ENTRIES PROVIDED section start

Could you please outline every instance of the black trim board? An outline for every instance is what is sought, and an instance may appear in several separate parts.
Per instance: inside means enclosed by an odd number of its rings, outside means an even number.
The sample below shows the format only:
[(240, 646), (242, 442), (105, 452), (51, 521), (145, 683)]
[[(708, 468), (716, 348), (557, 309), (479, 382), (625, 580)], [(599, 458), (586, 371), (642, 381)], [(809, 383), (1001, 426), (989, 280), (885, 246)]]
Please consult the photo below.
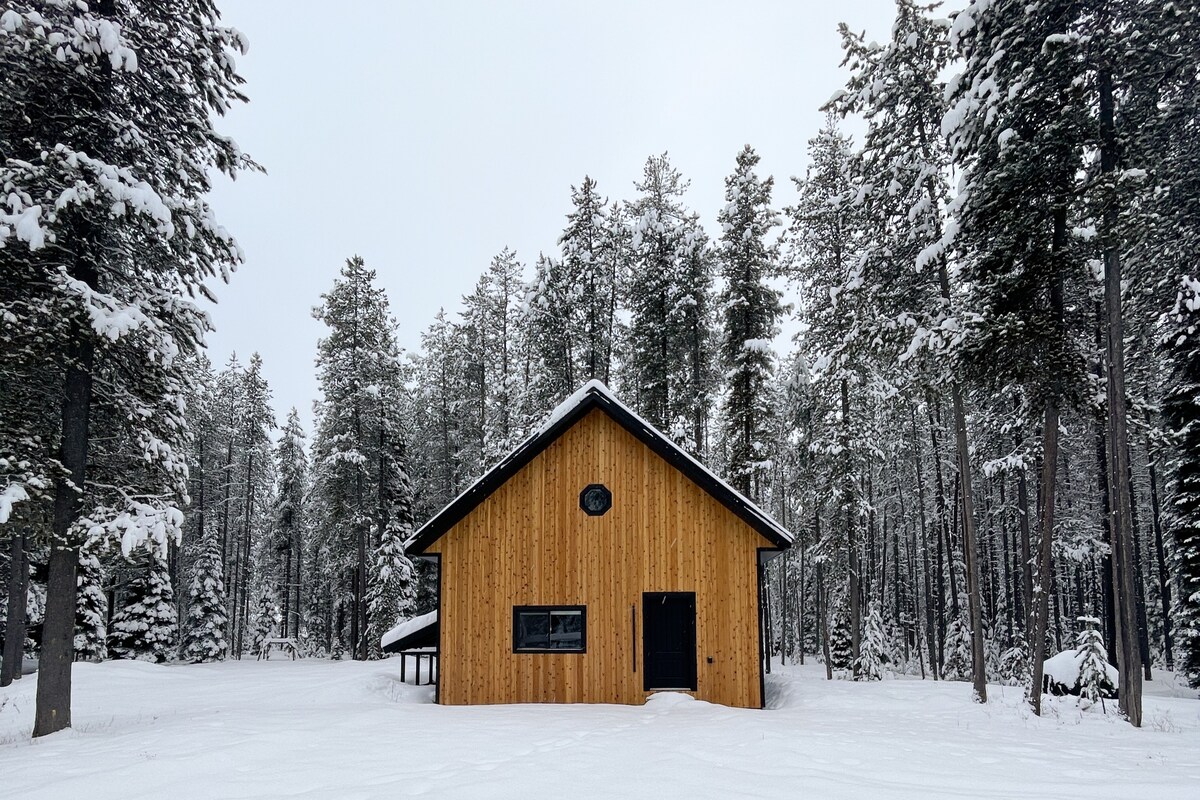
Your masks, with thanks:
[(438, 631), (437, 631), (437, 680), (433, 684), (433, 702), (440, 705), (442, 702), (442, 554), (433, 553), (428, 556), (437, 563), (437, 615), (438, 615)]
[[(765, 606), (766, 596), (763, 594), (763, 579), (767, 573), (767, 561), (776, 555), (776, 551), (769, 547), (758, 548), (758, 563), (755, 564), (755, 573), (758, 580), (755, 587), (758, 591), (758, 702), (759, 708), (767, 707), (767, 676), (766, 676), (766, 660), (771, 657), (767, 652), (766, 646), (766, 618)], [(440, 675), (441, 672), (439, 671)]]
[[(425, 548), (433, 544), (471, 513), (493, 492), (517, 474), (539, 453), (562, 436), (572, 425), (583, 419), (593, 409), (600, 409), (610, 419), (633, 434), (668, 464), (686, 475), (693, 483), (708, 492), (717, 502), (732, 511), (739, 519), (761, 534), (775, 547), (768, 550), (786, 550), (792, 539), (778, 524), (771, 524), (745, 497), (722, 483), (706, 469), (697, 464), (682, 450), (668, 441), (658, 431), (649, 428), (630, 414), (620, 403), (614, 402), (605, 392), (592, 390), (553, 424), (527, 440), (507, 458), (487, 472), (467, 491), (426, 522), (409, 541), (405, 551), (410, 556), (422, 555)], [(439, 575), (441, 573), (439, 572)]]

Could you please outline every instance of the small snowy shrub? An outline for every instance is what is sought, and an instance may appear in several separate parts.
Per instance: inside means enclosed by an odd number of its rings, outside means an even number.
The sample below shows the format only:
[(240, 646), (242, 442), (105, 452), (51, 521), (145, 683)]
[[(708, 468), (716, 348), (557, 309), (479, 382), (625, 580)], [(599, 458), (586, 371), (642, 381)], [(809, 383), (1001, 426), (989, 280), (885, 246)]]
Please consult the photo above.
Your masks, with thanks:
[(1018, 637), (1000, 654), (996, 675), (1005, 686), (1024, 686), (1029, 682), (1029, 666), (1029, 645)]
[[(1086, 701), (1091, 705), (1103, 701), (1104, 697), (1109, 696), (1113, 686), (1108, 678), (1108, 653), (1104, 650), (1104, 639), (1100, 635), (1100, 631), (1096, 630), (1100, 620), (1095, 617), (1079, 617), (1079, 621), (1087, 626), (1079, 632), (1075, 647), (1076, 655), (1081, 657), (1079, 662), (1079, 702)], [(1103, 707), (1103, 702), (1101, 702), (1101, 708)]]

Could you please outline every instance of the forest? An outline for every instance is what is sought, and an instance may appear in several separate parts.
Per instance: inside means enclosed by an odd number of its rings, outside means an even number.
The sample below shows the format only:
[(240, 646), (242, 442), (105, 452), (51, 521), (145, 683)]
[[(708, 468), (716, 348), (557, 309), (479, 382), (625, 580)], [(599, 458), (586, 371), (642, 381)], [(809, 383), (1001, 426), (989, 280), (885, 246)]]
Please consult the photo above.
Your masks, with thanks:
[(881, 42), (842, 26), (794, 205), (750, 145), (712, 218), (667, 153), (585, 175), (415, 351), (376, 270), (416, 265), (348, 253), (311, 431), (204, 346), (243, 260), (211, 175), (260, 169), (214, 127), (244, 39), (208, 0), (10, 6), (0, 685), (39, 659), (35, 735), (74, 661), (380, 658), (436, 605), (414, 528), (592, 379), (794, 532), (773, 656), (1037, 713), (1086, 645), (1135, 726), (1154, 670), (1200, 686), (1195, 4), (897, 0)]

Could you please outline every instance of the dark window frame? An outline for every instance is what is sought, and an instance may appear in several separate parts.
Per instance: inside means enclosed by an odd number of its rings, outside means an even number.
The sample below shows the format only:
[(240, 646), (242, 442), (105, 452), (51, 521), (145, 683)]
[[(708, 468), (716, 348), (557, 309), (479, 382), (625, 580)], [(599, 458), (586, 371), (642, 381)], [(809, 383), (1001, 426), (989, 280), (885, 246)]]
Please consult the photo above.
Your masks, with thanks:
[[(529, 614), (535, 612), (544, 612), (547, 617), (554, 611), (578, 611), (579, 612), (579, 647), (518, 647), (517, 646), (517, 631), (518, 620), (521, 614)], [(512, 613), (512, 651), (516, 654), (521, 653), (561, 653), (561, 654), (578, 654), (587, 652), (587, 606), (513, 606)]]
[[(602, 496), (604, 497), (604, 508), (600, 509), (599, 511), (592, 511), (587, 507), (587, 504), (584, 503), (584, 498), (593, 491), (601, 492)], [(587, 486), (583, 487), (582, 491), (579, 492), (579, 508), (589, 517), (603, 517), (612, 510), (612, 504), (612, 489), (609, 489), (603, 483), (589, 483)]]

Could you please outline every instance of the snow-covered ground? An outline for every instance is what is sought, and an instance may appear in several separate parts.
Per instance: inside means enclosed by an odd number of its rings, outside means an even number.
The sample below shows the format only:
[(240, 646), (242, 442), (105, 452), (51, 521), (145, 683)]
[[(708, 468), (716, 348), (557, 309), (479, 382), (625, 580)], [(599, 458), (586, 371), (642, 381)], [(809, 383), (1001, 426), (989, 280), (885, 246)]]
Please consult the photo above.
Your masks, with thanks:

ENTRIES PROVIDED section end

Make an exact copy of every record, pictures excluded.

SOLUTION TO THIS PROBLEM |
Could you please outline every instance of the black trim board? An outline for every instance is what is sought, and an instance may appear in several separate parts.
Per instance: inside means enclosed by an odd number of its rings, outside means an even number.
The sample below shows the format only:
[(240, 646), (242, 442), (105, 452), (51, 521), (145, 683)]
[[(708, 468), (716, 348), (557, 309), (479, 382), (625, 580)], [(599, 458), (586, 371), (642, 381)], [(809, 383), (1001, 426), (989, 280), (885, 246)]]
Please consult the photo below.
Your masks, with thanks:
[(438, 631), (437, 631), (437, 680), (433, 684), (433, 702), (440, 705), (442, 702), (442, 554), (433, 553), (428, 556), (437, 563), (437, 615), (438, 615)]
[[(765, 606), (766, 596), (763, 594), (763, 579), (767, 573), (767, 561), (776, 555), (776, 551), (769, 547), (758, 548), (758, 563), (755, 564), (755, 573), (758, 580), (755, 587), (758, 591), (758, 702), (759, 708), (767, 707), (767, 676), (766, 676), (766, 660), (771, 657), (767, 652), (766, 646), (766, 618)], [(440, 675), (441, 672), (439, 671)]]
[[(425, 548), (433, 544), (471, 513), (493, 492), (517, 474), (539, 453), (562, 436), (572, 425), (583, 419), (593, 409), (600, 409), (610, 419), (633, 434), (668, 464), (686, 475), (693, 483), (708, 492), (717, 502), (732, 511), (739, 519), (761, 534), (775, 547), (768, 550), (786, 550), (792, 539), (778, 524), (771, 524), (745, 497), (722, 483), (706, 469), (697, 464), (682, 450), (668, 441), (658, 431), (649, 428), (630, 414), (620, 403), (614, 402), (605, 392), (592, 390), (553, 424), (527, 440), (507, 458), (487, 472), (467, 491), (426, 522), (409, 541), (405, 551), (410, 556), (422, 555)], [(439, 575), (441, 573), (439, 572)]]

Could you please outline every instance of the small snowy shrub? An outline for every instance is what is sought, and an instance may appear in several separate parts.
Per instance: inside means enclosed by an odd number of its rings, outside means an even number.
The sample below shows the format only:
[(240, 646), (242, 442), (105, 452), (51, 521), (145, 683)]
[[(708, 468), (716, 348), (557, 309), (479, 382), (625, 580)], [(599, 458), (586, 371), (642, 381)], [(809, 383), (1001, 426), (989, 280), (885, 246)]]
Please consult the photo above.
Your masks, with thanks:
[(1018, 637), (1000, 654), (996, 675), (1005, 686), (1024, 686), (1029, 682), (1029, 666), (1029, 645)]
[[(1086, 701), (1091, 705), (1103, 701), (1104, 697), (1109, 696), (1113, 686), (1108, 678), (1108, 653), (1104, 650), (1104, 639), (1100, 635), (1100, 631), (1096, 630), (1100, 620), (1095, 617), (1079, 617), (1079, 621), (1087, 626), (1079, 632), (1075, 647), (1076, 655), (1081, 657), (1079, 662), (1079, 702)], [(1103, 707), (1103, 702), (1101, 702), (1101, 708)]]

Could you please outline every instance of the forest? An outline for every instance is what is sought, and an instance may appear in several separate parts.
Per instance: inside means enclosed by an odd number of its rings, outside means an even number.
The sample below shows the format only:
[(240, 646), (242, 442), (105, 452), (51, 521), (145, 683)]
[[(708, 468), (716, 348), (557, 309), (479, 382), (625, 580)], [(599, 458), (586, 371), (642, 381)], [(809, 383), (1001, 426), (989, 280), (885, 246)]]
Please consult the photo above.
Your masks, with thanks:
[(881, 42), (842, 26), (794, 205), (750, 145), (712, 218), (667, 153), (585, 175), (415, 351), (376, 270), (416, 265), (348, 253), (311, 431), (204, 346), (243, 260), (211, 175), (260, 169), (214, 127), (244, 39), (208, 0), (10, 6), (0, 685), (39, 659), (35, 735), (74, 661), (380, 658), (436, 605), (414, 528), (592, 379), (794, 532), (773, 656), (1037, 713), (1086, 645), (1135, 726), (1154, 670), (1200, 686), (1195, 4), (897, 0)]

Could you please outline every instance of the dark window frame? An outline for every instance is what is sought, and an instance may appear in several separate parts.
Per instance: inside means enclosed by an odd number of its rings, outside means an even number.
The sample below shows the format only:
[(240, 646), (242, 442), (105, 452), (51, 521), (145, 683)]
[[(708, 468), (716, 348), (557, 309), (479, 382), (625, 580)], [(599, 458), (586, 371), (642, 381)], [(809, 383), (1001, 426), (989, 280), (885, 246)]]
Please consult the photo above.
Your masks, with thanks:
[[(529, 614), (535, 612), (544, 612), (547, 617), (554, 611), (578, 611), (579, 612), (579, 647), (518, 647), (517, 646), (517, 631), (518, 620), (521, 614)], [(512, 613), (512, 651), (516, 654), (521, 653), (561, 653), (561, 654), (578, 654), (587, 652), (587, 606), (513, 606)]]
[[(602, 496), (604, 497), (604, 508), (600, 509), (599, 511), (592, 511), (587, 507), (587, 504), (584, 503), (584, 498), (593, 491), (601, 492)], [(587, 486), (583, 487), (582, 491), (579, 492), (579, 508), (589, 517), (603, 517), (612, 510), (612, 504), (612, 489), (609, 489), (603, 483), (589, 483)]]

Could you please outline every instance of the snow-covered ground? An outline for every instance is what is sought, and an instance may appear in several separate parts.
Per instance: inside means enclosed by an odd number of its rings, outside means an even number.
The sample below shows the format only:
[(240, 646), (242, 442), (105, 452), (51, 521), (145, 683)]
[[(708, 468), (716, 348), (557, 309), (479, 382), (625, 580)], [(599, 458), (586, 371), (642, 381)], [(809, 383), (1001, 426), (989, 280), (885, 246)]]
Please consult the photo above.
Your masks, with thanks:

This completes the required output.